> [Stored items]
========

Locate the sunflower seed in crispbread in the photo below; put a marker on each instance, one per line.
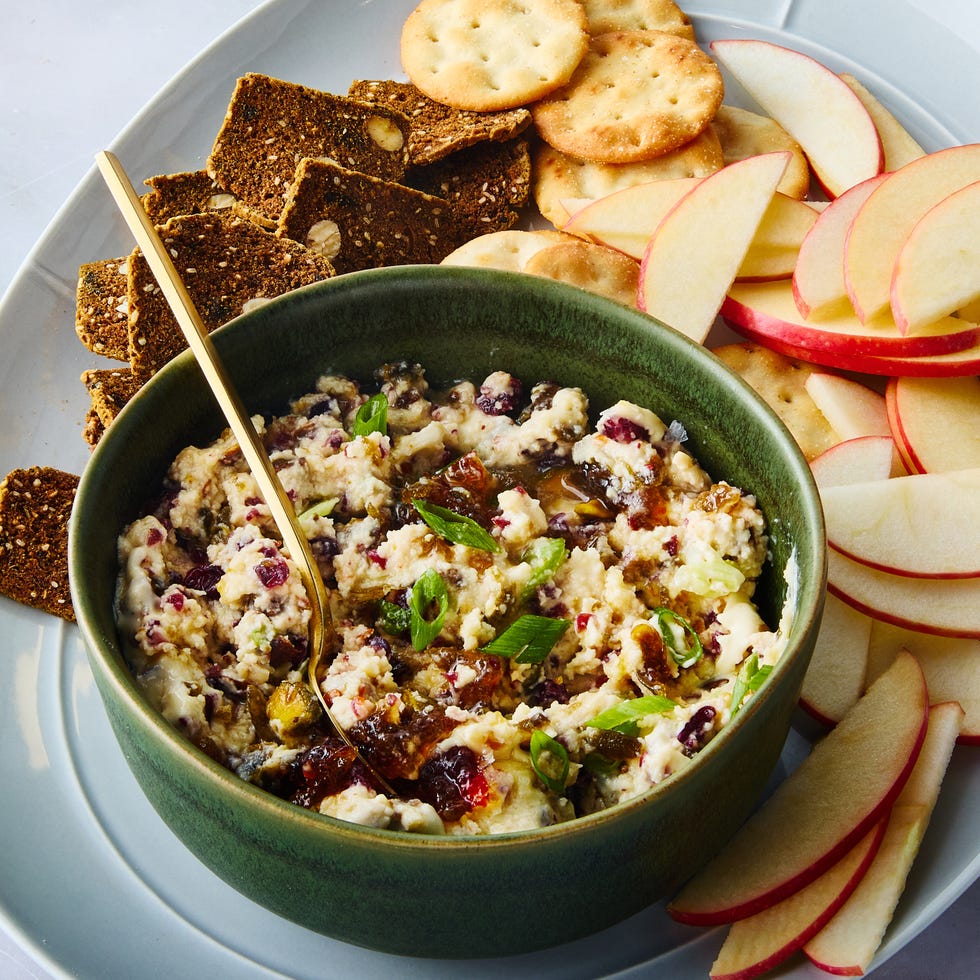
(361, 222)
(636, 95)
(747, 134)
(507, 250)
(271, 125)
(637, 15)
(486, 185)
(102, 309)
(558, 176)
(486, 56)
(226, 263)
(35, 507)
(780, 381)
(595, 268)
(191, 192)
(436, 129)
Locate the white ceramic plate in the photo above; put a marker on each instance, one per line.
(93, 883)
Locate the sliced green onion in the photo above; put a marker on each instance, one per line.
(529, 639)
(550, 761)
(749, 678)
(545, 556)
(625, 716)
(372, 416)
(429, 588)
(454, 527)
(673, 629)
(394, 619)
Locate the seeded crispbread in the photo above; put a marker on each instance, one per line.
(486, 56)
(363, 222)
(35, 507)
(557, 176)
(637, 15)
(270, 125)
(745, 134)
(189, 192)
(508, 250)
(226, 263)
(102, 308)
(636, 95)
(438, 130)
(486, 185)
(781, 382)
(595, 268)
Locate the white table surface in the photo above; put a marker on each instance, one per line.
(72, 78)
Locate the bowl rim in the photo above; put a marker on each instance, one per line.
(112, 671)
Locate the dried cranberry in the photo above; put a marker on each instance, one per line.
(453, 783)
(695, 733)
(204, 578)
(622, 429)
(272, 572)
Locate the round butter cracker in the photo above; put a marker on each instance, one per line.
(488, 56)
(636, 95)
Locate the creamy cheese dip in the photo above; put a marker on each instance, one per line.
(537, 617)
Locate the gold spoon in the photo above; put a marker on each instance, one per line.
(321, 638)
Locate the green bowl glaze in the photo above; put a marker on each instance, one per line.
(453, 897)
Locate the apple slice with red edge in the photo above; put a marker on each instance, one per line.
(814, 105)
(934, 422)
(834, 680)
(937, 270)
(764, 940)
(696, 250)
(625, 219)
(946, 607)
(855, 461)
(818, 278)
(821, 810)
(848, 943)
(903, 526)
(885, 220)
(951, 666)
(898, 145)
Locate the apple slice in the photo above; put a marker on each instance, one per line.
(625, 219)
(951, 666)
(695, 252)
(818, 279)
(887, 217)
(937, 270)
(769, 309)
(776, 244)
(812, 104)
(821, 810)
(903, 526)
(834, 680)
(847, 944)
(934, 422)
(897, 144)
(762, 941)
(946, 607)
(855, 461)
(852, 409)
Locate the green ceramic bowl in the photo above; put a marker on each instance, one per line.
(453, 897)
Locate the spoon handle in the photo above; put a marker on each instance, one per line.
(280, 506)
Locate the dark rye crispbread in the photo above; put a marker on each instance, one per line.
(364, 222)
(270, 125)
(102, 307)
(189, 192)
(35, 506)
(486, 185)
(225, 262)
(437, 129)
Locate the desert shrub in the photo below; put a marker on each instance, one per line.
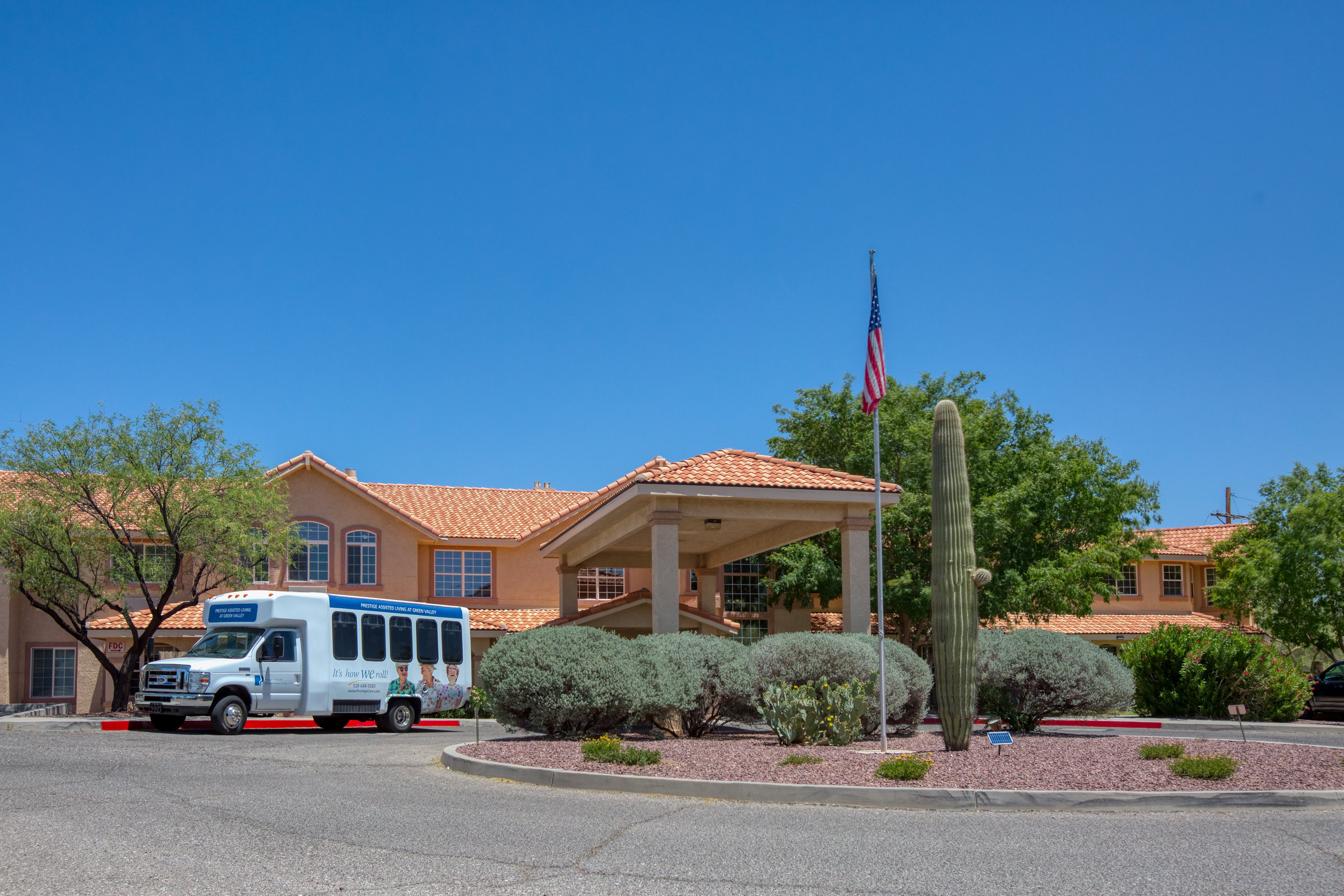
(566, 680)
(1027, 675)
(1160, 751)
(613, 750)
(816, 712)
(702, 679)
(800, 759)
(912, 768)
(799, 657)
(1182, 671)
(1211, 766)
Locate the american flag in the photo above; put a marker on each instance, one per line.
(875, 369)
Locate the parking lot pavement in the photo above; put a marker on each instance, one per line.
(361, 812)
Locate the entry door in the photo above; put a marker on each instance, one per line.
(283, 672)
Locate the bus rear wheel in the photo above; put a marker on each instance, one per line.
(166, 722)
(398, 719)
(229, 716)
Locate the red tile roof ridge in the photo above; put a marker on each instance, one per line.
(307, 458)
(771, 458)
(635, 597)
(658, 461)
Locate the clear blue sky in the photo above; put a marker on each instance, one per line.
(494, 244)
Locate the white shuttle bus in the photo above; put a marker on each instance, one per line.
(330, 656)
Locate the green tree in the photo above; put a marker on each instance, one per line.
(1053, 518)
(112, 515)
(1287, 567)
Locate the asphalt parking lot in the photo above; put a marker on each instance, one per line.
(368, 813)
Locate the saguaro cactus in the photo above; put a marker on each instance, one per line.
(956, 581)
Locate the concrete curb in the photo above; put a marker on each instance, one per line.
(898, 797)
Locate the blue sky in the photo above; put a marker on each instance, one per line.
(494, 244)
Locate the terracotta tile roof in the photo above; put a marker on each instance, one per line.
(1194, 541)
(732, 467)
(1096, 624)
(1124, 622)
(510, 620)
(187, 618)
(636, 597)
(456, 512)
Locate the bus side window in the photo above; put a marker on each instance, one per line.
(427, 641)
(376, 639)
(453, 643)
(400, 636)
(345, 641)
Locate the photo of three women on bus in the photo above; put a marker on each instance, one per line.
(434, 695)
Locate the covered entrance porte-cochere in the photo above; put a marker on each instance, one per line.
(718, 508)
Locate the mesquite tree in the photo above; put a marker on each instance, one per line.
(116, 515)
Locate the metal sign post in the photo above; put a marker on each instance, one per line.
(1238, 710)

========

> [EXERCISE BRIEF] Copy the records exactly. Skip any pictures.

> [OUTPUT FOR THIS TASK]
Locate the sunflower seed in crispbread in the photo below; put a marker on each instance, one per line.
(361, 222)
(636, 95)
(747, 134)
(507, 250)
(271, 125)
(637, 15)
(486, 185)
(102, 309)
(558, 176)
(486, 56)
(226, 263)
(35, 507)
(780, 381)
(595, 268)
(191, 192)
(436, 129)
Locate the white ceramic plate in the photo above; put a marker on each instance, one per line.
(93, 883)
Locate the sliced green onion in the photo above; put a marker on each instance, one per line.
(529, 639)
(550, 761)
(749, 678)
(545, 556)
(625, 716)
(372, 416)
(429, 588)
(454, 527)
(673, 629)
(394, 619)
Locate the seeded crispbread in the photo above; put a marker on each instance, one per line.
(486, 56)
(363, 222)
(35, 507)
(557, 176)
(637, 15)
(270, 125)
(745, 134)
(189, 192)
(508, 250)
(226, 263)
(102, 308)
(636, 95)
(438, 130)
(486, 185)
(781, 382)
(595, 268)
Locate the white table surface in the photo above; put a marker on each instance, one per line.
(72, 78)
Locate the bowl rim in the photo above; put a marker on each instance, one per line.
(112, 671)
Locate the dried cranberry in the photo above; put a marker on each instance, one per line.
(453, 783)
(695, 733)
(204, 578)
(622, 429)
(272, 572)
Locate the round butter cracker in the photo above; put a marker on each instance, one per line.
(488, 56)
(636, 95)
Locate the creamy cheese dip in the photo above; put a marker on each instance, one per line.
(537, 617)
Locate the gold spoon in the photo above; put a marker on each instance, one per line.
(321, 638)
Locate the green bowl glaze in the photo above; put a marker on each instance, one per line.
(453, 897)
Locate the apple slice with red edge in the photo above; put a marker on each instance, one per line.
(814, 105)
(934, 422)
(834, 680)
(937, 270)
(764, 940)
(696, 250)
(625, 219)
(946, 607)
(855, 461)
(818, 278)
(821, 810)
(848, 943)
(903, 526)
(885, 220)
(951, 666)
(898, 145)
Locate the apple slice in the photo above; put a marker on each instance, one per line.
(625, 219)
(951, 666)
(695, 252)
(818, 279)
(887, 217)
(937, 270)
(769, 309)
(776, 244)
(812, 104)
(821, 810)
(903, 526)
(834, 680)
(847, 944)
(934, 422)
(897, 144)
(762, 941)
(946, 607)
(855, 461)
(852, 409)
Locate the green ceramic bowl in the photo above; put a marker on each instance, one per line.
(453, 897)
Locate the spoon handle in the photo above; put a marker on each instance, one per line.
(280, 506)
Locate the dark rye crispbread in the photo above; put a marker on each instance, one per line.
(364, 222)
(270, 125)
(102, 307)
(189, 192)
(35, 506)
(486, 185)
(225, 262)
(437, 129)
Locate the desert shrub in the photo below; put a marker on each instance, one per line.
(566, 680)
(1027, 675)
(1160, 751)
(613, 750)
(816, 712)
(702, 679)
(800, 759)
(912, 768)
(799, 657)
(1182, 671)
(1211, 766)
Locate the american flag in the photo above; put a marker on each instance, one per line.
(875, 369)
Locate the parking lot pavement in the photo above; put a marker on each instance, one per line.
(361, 812)
Locate the entry door in the photo above; put a marker on each instance, one per line.
(283, 672)
Locate the bus rear wheel in the photo above; put a marker on each instance, one per line.
(166, 722)
(398, 719)
(229, 716)
Locate the red tile roof ridge in the photo above; put a marker on each instance, one per line.
(307, 458)
(771, 458)
(635, 597)
(658, 461)
Locate the clear blue sky in the photo above; put a marker on each instance, one per line.
(494, 244)
Locate the white shuttle bus in the photo above; put a marker on each instance, one per line.
(330, 656)
Locate the green tree in the photo above; put a marker on each instance, one per line.
(1053, 518)
(112, 515)
(1287, 567)
Locate the asphalt parking lot in the photo above; put a marker on each instance, one per line.
(368, 813)
Locate the saguaro cactus in the photo above; put a marker on each instance, one per line.
(956, 581)
Locate the concrete curb in the photo above; put a marker on each instance, one per line.
(898, 797)
Locate the blue sky in the photo above; put a marker on each instance, one per line.
(494, 244)
Locate the terracotta tile roof in the photo above; put a marker on each instance, one per line.
(1194, 541)
(732, 467)
(1096, 624)
(1124, 622)
(510, 620)
(187, 618)
(636, 597)
(456, 512)
Locate the bus side window in the photo above; put a marker on each instance, one per line.
(427, 641)
(376, 639)
(453, 643)
(400, 636)
(345, 641)
Locate the photo of three women on bus in the photo above; put a marker on each instance, one per line.
(434, 695)
Locate the covered entrance porte-cochere in the photo above; put a marker on each instance, one per line.
(718, 508)
Locate the mesquite tree in the photo above; put a marker on each instance, one per line.
(116, 515)
Locate the metal sign post in the photo above; put a marker on each instance, one per line.
(1238, 710)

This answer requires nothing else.